-- Start of Data in this exercise --
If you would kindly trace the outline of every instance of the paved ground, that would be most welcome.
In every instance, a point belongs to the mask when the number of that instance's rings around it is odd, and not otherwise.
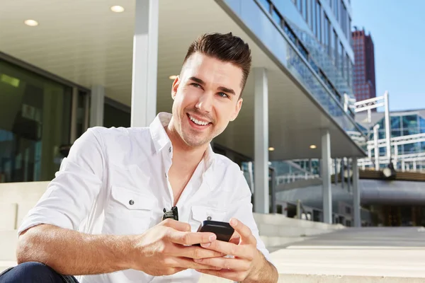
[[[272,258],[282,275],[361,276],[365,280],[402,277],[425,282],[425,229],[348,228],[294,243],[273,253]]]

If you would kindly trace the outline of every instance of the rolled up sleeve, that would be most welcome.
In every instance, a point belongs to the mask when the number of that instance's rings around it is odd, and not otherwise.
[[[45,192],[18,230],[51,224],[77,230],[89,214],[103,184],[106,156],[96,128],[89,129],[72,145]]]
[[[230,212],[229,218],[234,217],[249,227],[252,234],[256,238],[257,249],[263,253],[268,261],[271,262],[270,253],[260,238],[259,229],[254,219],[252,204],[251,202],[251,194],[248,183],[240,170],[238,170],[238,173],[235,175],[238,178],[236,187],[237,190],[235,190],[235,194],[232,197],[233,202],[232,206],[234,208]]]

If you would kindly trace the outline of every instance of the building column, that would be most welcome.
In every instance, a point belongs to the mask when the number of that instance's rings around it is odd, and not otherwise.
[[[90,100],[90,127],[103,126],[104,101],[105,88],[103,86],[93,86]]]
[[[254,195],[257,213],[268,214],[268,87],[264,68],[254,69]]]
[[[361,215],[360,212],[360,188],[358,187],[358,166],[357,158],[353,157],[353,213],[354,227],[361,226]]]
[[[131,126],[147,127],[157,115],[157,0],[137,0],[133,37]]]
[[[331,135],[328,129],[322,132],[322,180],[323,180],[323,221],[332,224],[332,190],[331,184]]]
-- End of Data in this exercise --
-- Start of Data in this exercise --
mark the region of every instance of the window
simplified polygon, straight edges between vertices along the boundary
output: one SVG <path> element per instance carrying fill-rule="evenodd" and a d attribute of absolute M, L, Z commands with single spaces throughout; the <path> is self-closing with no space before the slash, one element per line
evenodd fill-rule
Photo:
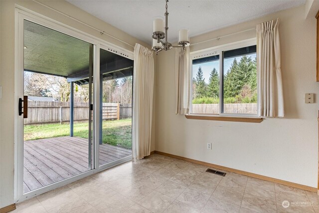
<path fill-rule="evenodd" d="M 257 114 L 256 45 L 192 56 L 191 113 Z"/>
-- End of Data in this exercise --
[Exercise requirements]:
Which lines of the data contain the word "trace"? Pull out each of them in full.

[Correct result]:
If you would kindly trace the outline of every instance of the paved ground, that would be most welcome.
If you would kindly trace the outline of every instance of the rolled up sleeve, that would be most welcome.
If you would kindly trace the outline of every instance of the building column, that would be most welcome.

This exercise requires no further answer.